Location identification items
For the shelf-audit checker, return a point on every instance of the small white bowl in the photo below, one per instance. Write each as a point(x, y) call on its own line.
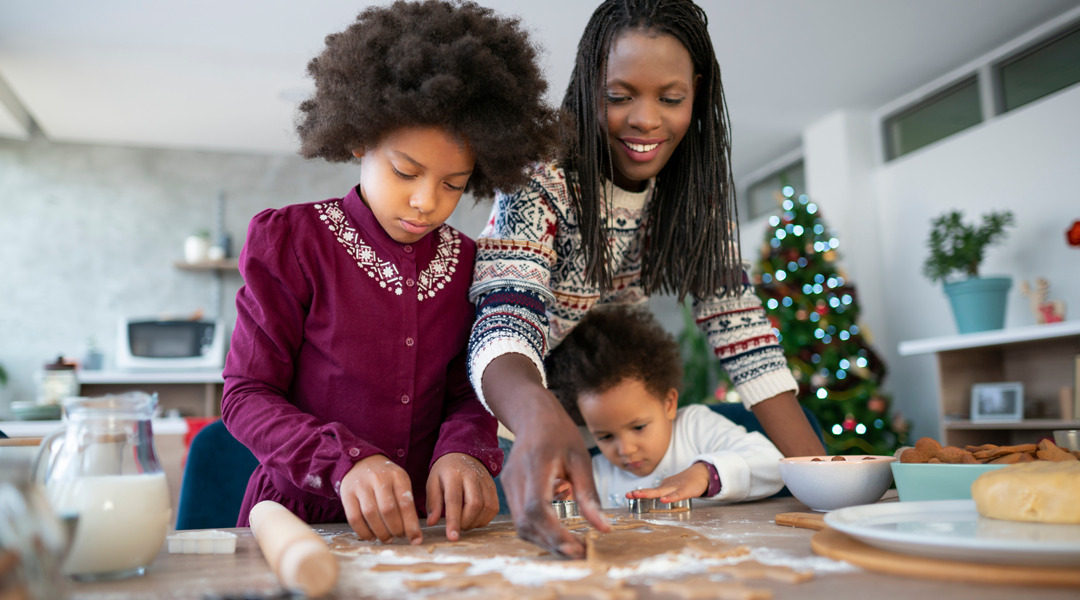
point(824, 485)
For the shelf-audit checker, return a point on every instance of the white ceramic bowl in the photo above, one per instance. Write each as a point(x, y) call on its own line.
point(823, 483)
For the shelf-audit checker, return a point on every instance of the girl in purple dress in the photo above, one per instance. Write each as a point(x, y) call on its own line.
point(346, 375)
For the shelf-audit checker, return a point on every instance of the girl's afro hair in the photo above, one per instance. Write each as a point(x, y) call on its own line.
point(456, 66)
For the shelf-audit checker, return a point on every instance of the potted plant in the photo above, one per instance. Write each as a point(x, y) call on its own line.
point(956, 253)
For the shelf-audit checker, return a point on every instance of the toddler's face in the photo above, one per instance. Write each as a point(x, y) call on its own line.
point(632, 425)
point(413, 179)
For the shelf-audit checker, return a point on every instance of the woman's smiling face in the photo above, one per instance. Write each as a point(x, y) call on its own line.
point(647, 104)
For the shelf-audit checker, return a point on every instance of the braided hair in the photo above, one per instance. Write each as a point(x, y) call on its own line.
point(691, 235)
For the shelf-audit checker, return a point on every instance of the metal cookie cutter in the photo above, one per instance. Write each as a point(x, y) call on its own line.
point(640, 505)
point(565, 508)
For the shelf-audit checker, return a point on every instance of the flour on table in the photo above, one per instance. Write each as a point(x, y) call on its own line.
point(636, 556)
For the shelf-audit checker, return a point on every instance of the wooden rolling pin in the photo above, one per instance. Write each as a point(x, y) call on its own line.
point(296, 554)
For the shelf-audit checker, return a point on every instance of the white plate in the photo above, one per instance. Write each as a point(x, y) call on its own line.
point(952, 529)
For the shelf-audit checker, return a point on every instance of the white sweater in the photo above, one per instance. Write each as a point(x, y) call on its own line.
point(746, 462)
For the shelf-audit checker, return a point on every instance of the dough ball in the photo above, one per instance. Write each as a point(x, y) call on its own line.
point(1047, 492)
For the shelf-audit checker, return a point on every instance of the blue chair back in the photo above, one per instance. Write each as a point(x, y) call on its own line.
point(215, 478)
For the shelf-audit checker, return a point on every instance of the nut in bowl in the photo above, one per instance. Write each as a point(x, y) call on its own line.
point(829, 482)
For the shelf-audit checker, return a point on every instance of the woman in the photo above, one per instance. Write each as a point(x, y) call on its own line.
point(642, 201)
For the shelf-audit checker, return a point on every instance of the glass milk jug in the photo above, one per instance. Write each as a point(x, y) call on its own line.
point(103, 468)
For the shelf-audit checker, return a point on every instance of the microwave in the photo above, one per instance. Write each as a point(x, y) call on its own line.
point(158, 343)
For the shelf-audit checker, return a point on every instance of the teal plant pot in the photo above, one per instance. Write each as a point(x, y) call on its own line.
point(979, 303)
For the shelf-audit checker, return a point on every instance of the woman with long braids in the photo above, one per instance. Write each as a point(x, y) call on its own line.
point(640, 202)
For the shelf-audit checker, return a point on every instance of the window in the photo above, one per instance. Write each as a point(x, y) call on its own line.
point(952, 110)
point(764, 195)
point(1040, 70)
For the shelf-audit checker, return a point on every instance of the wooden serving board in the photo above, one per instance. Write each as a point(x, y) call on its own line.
point(833, 544)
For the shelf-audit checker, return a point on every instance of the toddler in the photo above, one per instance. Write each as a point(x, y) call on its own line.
point(618, 373)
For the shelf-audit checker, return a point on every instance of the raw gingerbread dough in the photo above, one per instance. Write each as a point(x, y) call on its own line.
point(706, 589)
point(755, 570)
point(630, 542)
point(1039, 491)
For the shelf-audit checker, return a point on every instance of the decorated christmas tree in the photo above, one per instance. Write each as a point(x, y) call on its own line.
point(814, 310)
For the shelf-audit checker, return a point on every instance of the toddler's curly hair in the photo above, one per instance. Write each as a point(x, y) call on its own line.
point(611, 344)
point(457, 66)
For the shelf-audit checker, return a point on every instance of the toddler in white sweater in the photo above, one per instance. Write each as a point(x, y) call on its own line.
point(618, 373)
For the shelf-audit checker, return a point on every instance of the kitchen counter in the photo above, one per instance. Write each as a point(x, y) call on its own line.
point(750, 523)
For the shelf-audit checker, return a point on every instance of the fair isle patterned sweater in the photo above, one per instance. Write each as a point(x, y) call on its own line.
point(529, 288)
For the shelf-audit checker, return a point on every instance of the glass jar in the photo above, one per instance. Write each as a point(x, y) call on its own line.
point(32, 539)
point(103, 467)
point(55, 382)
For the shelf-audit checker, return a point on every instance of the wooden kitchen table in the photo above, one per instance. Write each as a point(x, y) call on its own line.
point(751, 525)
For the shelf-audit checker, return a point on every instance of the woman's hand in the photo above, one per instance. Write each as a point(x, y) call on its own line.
point(460, 487)
point(377, 496)
point(691, 482)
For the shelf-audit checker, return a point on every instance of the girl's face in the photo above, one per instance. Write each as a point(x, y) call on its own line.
point(649, 101)
point(632, 426)
point(413, 179)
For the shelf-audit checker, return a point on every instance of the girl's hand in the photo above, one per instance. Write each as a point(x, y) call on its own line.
point(460, 487)
point(377, 496)
point(564, 490)
point(691, 482)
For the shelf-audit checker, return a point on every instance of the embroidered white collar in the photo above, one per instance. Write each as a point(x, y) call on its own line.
point(439, 273)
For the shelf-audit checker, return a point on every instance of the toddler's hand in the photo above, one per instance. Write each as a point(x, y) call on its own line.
point(691, 482)
point(460, 487)
point(377, 496)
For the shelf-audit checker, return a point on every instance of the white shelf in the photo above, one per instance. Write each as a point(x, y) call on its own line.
point(998, 337)
point(149, 377)
point(41, 428)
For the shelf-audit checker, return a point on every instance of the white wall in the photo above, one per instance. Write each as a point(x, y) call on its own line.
point(1024, 161)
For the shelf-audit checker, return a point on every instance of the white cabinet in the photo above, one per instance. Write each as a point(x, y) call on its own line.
point(1043, 357)
point(196, 393)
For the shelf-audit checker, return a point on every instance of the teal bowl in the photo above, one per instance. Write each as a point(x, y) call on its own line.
point(918, 481)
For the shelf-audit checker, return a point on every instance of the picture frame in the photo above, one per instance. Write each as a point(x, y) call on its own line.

### Given exercise
Could you output the lines of all the records above as a numbered list, skipping blank lines and leaving out the pictures?

### Completed exercise
1. For the shelf-audit checker, return a point on every instance of the small white bowl in the photo below, one per instance. Write each as a point(x, y) call on its own line.
2. point(824, 485)
3. For the shelf-audit checker, return a point on every instance of the white ceramic bowl in the photo above, one per instance. Write each as a point(x, y) call on its own line.
4. point(823, 483)
5. For the shelf-audit checker, return a point on every instance of the girl in purple dress in the photo above, one per instance. Write each as a point(x, y) call on its own line.
6. point(346, 375)
7. For the shelf-audit checker, return a point on every instance of the girl's afro hair in the photo above, one per instance. Write each as a point(x, y) call on its own line.
8. point(456, 66)
9. For the shelf-audit checker, return a point on every instance of the potted plant in the photo above, one per instance. Write each as a point(x, y) call on its own line.
10. point(956, 253)
11. For the shelf-audit checker, return a point on every instance of the toddler's face in the photo above, one per instance. Write each as a point(x, y) call on its own line.
12. point(632, 425)
13. point(413, 179)
14. For the shelf-audit checker, return a point on every instance of the woman's smiling face in the photo above, one per instance. Write each as a point(x, y) call on its own line.
15. point(647, 104)
16. For the shelf-audit checker, return a point on every instance of the braided hair in the photo above, one per instance. Write each as a point(x, y) call on its own line.
17. point(691, 235)
18. For the shelf-audit checker, return a point on every instance of the metal cookie cutter in the photo above, one per instance. Write each as a point(x, y) call on its own line.
19. point(640, 505)
20. point(565, 508)
21. For the shelf-audit checker, return a point on every instance of the flour on table in the photo above, one per instance. Write each as a point(x, y) call on its own line.
22. point(636, 556)
23. For the shelf-audit checker, return a point on every instance of the wooden rolling pin in the photo above, one per instance. Write each as a point(x, y) call on its own line.
24. point(296, 554)
25. For the shelf-audit checker, return a point on every instance of the white plate in the photo above, one per instance. Write each as a point(x, y) call on its own line.
26. point(952, 529)
27. For the shelf-audit checker, return a point on every instance of the white sweater in the photo above, one per instance. Write each as a point(x, y) call on its own line.
28. point(746, 462)
29. For the shelf-audit checker, return a point on every instance of the dough ball in the photo above, one per instance. Write each as a point(x, y) call on its own line.
30. point(1047, 492)
31. For the shelf-audit checker, return a point on every instance of the blue chair back in the photo above, one per instance. Write each as a point(x, y) call on its own line.
32. point(215, 478)
33. For the shelf-audit checker, return a point on every instance of the nut in bowl in the photo above, one per instance. Write each as a point(x, y) call on its own line.
34. point(829, 482)
35. For the shelf-audit checker, return a point on every instance of the woman in the photo above, one per instance. Write each as a point(x, y) call on its own line.
36. point(642, 201)
37. For the shelf-audit checker, return a point on every instance of the glass milk jug in the photo above, one per instance. Write each as a point(x, y) call on its own line.
38. point(103, 468)
39. For the shelf-audit checker, return a point on every instance of the microwave in the photo above, one per instance. Write each as a point(x, y) call on its own line.
40. point(158, 343)
41. For the shelf-audit checker, return a point on every instance of the teal plant pot in the photo above, one per instance. Write each as a point(x, y) call on its own line.
42. point(979, 303)
43. For the shelf-audit checker, return a point on every instance of the woman with long braids in the photo above, one per instance. Write each as a point(x, y) call on its own line.
44. point(640, 202)
45. For the shelf-audit checker, return a point on every instance of the window in the photo above, one per instance. Write each as a point(x, y) call on its own line.
46. point(952, 110)
47. point(764, 195)
48. point(1040, 70)
49. For the shelf-audit checker, return a point on every instance of the wooden serving board in the photo above, one per instance. Write each as a point(x, y) call on its own line.
50. point(833, 544)
51. For the shelf-audit checker, return a point on every instance of the toddler in the photo above, one per instance. Write each as a point(x, y) call on its own line.
52. point(618, 373)
53. For the shelf-audit checker, return a point on every instance of the raw gingerbread dough in the photo above, one per instance. Write each as a point(x, y) call on its own line.
54. point(706, 589)
55. point(755, 570)
56. point(630, 542)
57. point(1039, 491)
58. For the shelf-audit checker, return a point on every instance of the decorated christmas tree in the photo above, one per instance. Write each as a point(x, y) call on its own line.
59. point(814, 310)
60. For the shelf-audit checker, return a point on every instance of the toddler's curly hair in the photo above, one per instance. Write each as a point(x, y) call on its own line.
61. point(611, 344)
62. point(457, 66)
63. For the shelf-audit checker, return a point on every instance of the toddler in white sweater in the photo above, one per instance. Write each as a point(x, y) call on its own line.
64. point(618, 373)
65. For the shelf-audit checker, return a point on every instance of the kitchen counter in the photo above, one per instance. Write each as a point(x, y) call on its own line.
66. point(750, 523)
67. For the shelf-audit checker, return a point on every instance of the fair isle patterned sweater in the photo above, one per instance. Write each as a point(x, y) call on its own line.
68. point(529, 288)
69. For the shelf-audit checker, return a point on every instance of the glass jar in the photo above, one per instance. Write each as a point(x, y) call on its own line.
70. point(32, 539)
71. point(103, 467)
72. point(55, 382)
73. For the shelf-audit checker, return a point on every instance of the wooden kitchen table in the photo above, one per instance. Write each as a point(x, y) call on its own line.
74. point(751, 525)
75. For the shelf-audit checker, return a point on every instance of the woman's hand in the photo above, one per instance. Write each as a point(x, y) call on its own line.
76. point(460, 487)
77. point(377, 496)
78. point(691, 482)
79. For the shelf-audit checker, return a point on every instance of the girl's face in the photo above, one per instance. Write each as a point(x, y) call on its own line.
80. point(649, 101)
81. point(632, 426)
82. point(413, 179)
83. For the shelf-audit checker, return a point on every instance of the girl's hand in the photo above, one per instance. Write each as a point(x, y) call on its own line.
84. point(460, 487)
85. point(377, 496)
86. point(564, 490)
87. point(691, 482)
88. For the shelf-audit checker, return a point on every instance of the embroidered white collar in the photo above, one per instance. Write each as a point(x, y) call on its own line.
89. point(439, 273)
90. For the shelf-audit checker, return a point on every instance of the toddler's hand in the photo above, one per instance. Write each as a point(x, y) call on its own line.
91. point(691, 482)
92. point(460, 487)
93. point(377, 496)
94. For the shelf-audit checker, return a point on every instance of the white shelf in the photo above, one per instance. Write each as a point(x, y) call on its own line.
95. point(998, 337)
96. point(149, 377)
97. point(41, 428)
98. For the shelf-audit checker, return a point on every instance of the white wall in the photo above, one per instance. Write each as a point(x, y) call on its own line.
99. point(1024, 161)
100. For the shelf-audit checker, return a point on every instance of the white cabinet in the photo above, one per instance. Write each as a point(x, y) call on its own line.
101. point(1043, 357)
102. point(196, 393)
103. For the shelf-audit checker, return a point on every instance of the teal bowl in the photo above, one per instance. Write each as a point(x, y) call on its own line.
104. point(918, 481)
105. For the shelf-audit checker, return a point on every instance of the picture frame in the photo above, one per instance. Write each as a point(x, y) call on its own line.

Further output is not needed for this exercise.